Textabschnitt.
_ _ _ _

Gut, dass wir raus sind, findet Mary Dejevsky. Vielleicht gab es triftige Gründe zu bleiben, "aber sie kommen fast ausschließlich von einer Seite: im Wesentlichen von der Elite. Hört man sich die Vox-Pops, die Telefonanrufe an, liest man die Kommentare unter dem Strich in den Zeitungen und in Teilen der sozialen Medien, so erhält man eine ganz andere Botschaft. Zusammengefasst lautet diese, dass die Mission immer zum Scheitern verurteilt war. Dass niemand, wie fortschrittlich oder motiviert er auch sein mag, in der Lage war, das afghanische Volk seinem Willen zu unterwerfen; dass der Versuch, Afghanistan zu einem demokratischen Staat nach westlichem Vorbild umzugestalten, ein Irrweg war; dass das Vereinigte Königreich Afghanistan schon vor langer Zeit hätte verlassen sollen, wenn es überhaupt jemals dort hätte sein sollen, und dass, ja, der Preis zu hoch war ... Wieder einmal, so scheint es, gibt es eine Kluft zwischen der Elite und dem Rest - eine Kluft, die für die Machthaber nahezu unsichtbar zu sein scheint. Sie ähnelt der Kluft, in die David Cameron im Zusammenhang mit dem Brexit gestürzt ist".

_ _ _ _

Gegebene Angaben.
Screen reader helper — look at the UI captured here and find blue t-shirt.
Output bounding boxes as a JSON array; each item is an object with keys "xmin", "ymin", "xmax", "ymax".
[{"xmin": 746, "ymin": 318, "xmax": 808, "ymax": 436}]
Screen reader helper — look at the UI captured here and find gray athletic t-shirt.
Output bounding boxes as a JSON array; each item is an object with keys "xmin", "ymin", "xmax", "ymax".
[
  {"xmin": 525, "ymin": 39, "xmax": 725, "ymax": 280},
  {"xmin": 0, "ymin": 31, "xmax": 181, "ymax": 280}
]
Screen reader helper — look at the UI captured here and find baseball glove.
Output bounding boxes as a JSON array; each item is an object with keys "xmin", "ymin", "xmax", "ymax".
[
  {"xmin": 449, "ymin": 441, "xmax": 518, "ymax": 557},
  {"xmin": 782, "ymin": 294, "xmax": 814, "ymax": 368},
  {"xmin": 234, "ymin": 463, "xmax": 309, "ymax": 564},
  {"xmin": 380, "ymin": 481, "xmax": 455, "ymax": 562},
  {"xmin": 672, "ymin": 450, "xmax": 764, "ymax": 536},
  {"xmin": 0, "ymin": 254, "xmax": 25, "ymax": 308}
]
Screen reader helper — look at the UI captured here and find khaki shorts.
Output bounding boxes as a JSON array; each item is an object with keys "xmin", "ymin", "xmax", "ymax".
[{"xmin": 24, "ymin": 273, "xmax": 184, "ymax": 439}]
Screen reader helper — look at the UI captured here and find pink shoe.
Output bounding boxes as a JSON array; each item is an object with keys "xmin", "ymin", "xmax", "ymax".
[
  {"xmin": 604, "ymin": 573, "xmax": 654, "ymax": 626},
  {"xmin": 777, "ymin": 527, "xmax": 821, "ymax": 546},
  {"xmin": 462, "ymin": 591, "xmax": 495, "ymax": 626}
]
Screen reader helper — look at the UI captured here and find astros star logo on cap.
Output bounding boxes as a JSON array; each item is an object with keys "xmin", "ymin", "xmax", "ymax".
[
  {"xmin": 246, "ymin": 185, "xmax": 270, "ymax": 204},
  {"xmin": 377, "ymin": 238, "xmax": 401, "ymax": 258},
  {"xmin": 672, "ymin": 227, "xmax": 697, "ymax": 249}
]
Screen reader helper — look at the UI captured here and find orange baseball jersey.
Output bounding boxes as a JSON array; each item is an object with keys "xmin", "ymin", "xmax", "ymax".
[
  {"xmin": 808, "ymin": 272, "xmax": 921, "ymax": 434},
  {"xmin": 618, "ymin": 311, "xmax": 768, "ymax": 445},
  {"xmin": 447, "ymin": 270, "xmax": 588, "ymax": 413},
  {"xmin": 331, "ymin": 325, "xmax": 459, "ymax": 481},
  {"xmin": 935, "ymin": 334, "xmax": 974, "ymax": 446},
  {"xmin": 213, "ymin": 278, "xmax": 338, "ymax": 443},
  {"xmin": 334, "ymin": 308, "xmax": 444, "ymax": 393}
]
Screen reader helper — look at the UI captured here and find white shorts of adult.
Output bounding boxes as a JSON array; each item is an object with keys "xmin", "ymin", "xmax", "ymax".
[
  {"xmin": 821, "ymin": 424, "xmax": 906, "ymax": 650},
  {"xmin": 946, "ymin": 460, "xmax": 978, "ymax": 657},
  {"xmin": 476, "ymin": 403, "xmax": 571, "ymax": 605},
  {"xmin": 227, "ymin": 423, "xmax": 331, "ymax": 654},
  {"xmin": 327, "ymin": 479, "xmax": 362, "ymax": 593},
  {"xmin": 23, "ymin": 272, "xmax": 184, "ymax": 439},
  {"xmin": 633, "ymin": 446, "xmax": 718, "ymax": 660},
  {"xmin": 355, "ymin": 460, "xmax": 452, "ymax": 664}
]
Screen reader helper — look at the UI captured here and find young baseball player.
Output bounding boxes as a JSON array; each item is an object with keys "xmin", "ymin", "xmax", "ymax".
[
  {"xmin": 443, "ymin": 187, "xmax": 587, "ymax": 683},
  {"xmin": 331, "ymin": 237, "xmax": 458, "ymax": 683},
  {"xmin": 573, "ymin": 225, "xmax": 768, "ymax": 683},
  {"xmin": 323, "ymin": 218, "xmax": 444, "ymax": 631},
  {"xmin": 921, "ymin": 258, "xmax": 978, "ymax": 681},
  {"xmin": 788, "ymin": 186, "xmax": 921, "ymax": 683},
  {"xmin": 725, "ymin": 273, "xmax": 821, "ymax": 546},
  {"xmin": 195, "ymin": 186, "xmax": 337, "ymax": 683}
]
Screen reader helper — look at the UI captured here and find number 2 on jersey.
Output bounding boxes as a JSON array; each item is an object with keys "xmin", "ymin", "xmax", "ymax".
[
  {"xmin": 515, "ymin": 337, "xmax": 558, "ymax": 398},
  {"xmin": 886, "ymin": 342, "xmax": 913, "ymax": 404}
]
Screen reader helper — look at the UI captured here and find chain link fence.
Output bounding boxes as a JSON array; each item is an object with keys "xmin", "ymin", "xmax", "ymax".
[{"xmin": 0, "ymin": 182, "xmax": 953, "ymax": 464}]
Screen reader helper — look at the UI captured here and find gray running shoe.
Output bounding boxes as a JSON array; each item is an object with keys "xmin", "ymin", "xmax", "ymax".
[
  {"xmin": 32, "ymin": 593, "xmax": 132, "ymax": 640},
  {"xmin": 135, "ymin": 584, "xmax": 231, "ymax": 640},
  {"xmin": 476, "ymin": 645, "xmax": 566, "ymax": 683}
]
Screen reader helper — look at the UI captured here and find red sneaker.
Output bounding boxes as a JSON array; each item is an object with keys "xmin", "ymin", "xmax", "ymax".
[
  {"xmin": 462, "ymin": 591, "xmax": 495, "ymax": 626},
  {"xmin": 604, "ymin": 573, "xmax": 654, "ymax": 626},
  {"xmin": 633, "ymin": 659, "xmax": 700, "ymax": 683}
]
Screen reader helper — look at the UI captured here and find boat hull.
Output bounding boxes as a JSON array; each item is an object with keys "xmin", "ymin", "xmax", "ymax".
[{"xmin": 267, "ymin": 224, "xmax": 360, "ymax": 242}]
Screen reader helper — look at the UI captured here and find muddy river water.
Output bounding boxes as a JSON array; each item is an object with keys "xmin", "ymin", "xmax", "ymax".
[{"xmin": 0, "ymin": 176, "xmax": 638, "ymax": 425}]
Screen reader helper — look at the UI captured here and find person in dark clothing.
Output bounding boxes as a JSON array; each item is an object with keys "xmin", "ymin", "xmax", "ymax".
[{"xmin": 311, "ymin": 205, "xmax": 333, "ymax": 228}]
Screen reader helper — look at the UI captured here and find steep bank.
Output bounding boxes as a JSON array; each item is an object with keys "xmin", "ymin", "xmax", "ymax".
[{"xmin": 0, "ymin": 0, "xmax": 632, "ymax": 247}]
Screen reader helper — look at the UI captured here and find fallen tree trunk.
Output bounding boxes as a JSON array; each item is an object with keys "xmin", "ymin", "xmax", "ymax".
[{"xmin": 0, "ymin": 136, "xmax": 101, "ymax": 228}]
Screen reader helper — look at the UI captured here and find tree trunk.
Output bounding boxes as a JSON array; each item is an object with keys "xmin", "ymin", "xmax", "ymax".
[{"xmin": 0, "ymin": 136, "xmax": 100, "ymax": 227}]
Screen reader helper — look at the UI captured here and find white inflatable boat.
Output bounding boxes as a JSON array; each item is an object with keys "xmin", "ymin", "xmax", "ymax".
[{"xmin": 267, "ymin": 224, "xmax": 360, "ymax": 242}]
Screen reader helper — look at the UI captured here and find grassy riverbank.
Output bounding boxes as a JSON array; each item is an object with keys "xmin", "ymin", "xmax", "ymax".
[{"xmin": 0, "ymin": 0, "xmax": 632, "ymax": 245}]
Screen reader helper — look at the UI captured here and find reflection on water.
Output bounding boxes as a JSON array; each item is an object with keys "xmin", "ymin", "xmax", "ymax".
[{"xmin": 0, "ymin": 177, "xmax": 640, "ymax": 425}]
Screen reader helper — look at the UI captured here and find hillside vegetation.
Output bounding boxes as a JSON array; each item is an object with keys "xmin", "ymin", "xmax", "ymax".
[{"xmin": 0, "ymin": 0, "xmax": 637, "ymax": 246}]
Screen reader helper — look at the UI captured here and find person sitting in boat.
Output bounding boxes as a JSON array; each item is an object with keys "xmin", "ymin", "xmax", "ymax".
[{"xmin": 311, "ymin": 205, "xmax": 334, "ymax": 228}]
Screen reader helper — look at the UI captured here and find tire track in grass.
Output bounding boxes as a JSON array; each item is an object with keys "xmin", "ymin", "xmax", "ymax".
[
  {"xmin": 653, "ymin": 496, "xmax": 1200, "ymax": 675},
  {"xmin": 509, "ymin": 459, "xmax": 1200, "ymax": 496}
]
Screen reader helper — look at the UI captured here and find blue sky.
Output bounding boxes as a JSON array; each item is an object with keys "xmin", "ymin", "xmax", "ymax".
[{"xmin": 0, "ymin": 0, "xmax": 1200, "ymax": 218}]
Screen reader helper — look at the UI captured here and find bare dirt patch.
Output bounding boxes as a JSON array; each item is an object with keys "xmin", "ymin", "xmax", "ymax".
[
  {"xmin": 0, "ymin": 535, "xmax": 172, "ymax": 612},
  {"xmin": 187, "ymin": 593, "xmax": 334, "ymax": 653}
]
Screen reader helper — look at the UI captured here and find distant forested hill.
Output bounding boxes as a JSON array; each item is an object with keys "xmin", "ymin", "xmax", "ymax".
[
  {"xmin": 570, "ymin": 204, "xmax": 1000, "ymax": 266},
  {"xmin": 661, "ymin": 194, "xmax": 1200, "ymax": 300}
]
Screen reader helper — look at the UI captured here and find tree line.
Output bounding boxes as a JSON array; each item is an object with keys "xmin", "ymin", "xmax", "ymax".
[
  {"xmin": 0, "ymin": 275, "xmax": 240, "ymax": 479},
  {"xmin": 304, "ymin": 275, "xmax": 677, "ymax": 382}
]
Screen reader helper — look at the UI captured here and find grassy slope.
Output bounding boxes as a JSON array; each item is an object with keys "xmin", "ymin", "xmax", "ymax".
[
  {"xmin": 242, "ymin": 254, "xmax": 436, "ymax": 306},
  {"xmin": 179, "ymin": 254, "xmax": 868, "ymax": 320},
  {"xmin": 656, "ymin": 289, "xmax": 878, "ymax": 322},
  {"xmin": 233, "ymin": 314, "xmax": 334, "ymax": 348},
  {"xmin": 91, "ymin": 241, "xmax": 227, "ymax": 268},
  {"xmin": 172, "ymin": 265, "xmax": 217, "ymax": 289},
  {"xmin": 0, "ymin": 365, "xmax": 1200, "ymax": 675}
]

_ _ _ _

Anweisungen.
**a.** Von wem kommen laut dem Textabschnitt über Afghanistan die Gründe zu bleiben fast ausschließlich?
**b.** Führe den Textabschnitt über Afghanistan ab seinem letzten Satz fort.

Gelöste Aufgaben.
**a.** Im Wesentlichen von der Elite.

**b.**
Archiv: Spectator

Unherd (UK), 16.08.2021

Aris Roussinos geißelt das absolute Versagen der alliierten Mission in Afghanistan und blickt dann, gestärkt durch neueste soziologisch Untersuchungen zu 'rebel governance', in die Zukunft, die er gar nicht so schwarz sieht für die Afghanen: "Die Art der Machtübernahme durch die Taliban gibt Aufschluss darüber, wie sie ihre zweite Herrschaftsperiode angehen könnten. Ihre Betonung der Machtübernahme in dieser letzten Phase durch Verhandlungen und nicht durch offene Konflikte entspricht den traditionellen afghanischen, insbesondere paschtunischen Systemen der Streitbeilegung. ... Die Taliban haben bereits zahlreiche Proklamationen herausgegeben, in denen sie den Verwaltungsfunktionären der ehemaligen Regierung Amnestie zusichern: gefangene Soldaten werden freigelassen, abgetretene Regionalgouverneure werden nach Kabul zurückgebracht, und Bankangestellte, Straßenreiniger, Schullehrer und Verkehrspolizisten werden aufgefordert, ihre Arbeit wieder aufzunehmen - mit einigen Ausnahmen. Weibliche Bankangestellte wurden in Herat offenbar nach Hause geschickt und durch ihre männlichen Verwandten ersetzt; Lehrerinnen dürfen nur weiterarbeiten, wenn sie den Tschador und ihre Schülerinnen den Hidschab tragen. Die zweite Version der Taliban-Herrschaft wird für Frauen wahrscheinlich genauso restriktiv sein wie die erste. Dies schmälert nicht unbedingt die Legitimität der Gruppe im ganzen Land; in den konservativen ländlichen Provinzen könnte es sie sogar stärken." Na dann.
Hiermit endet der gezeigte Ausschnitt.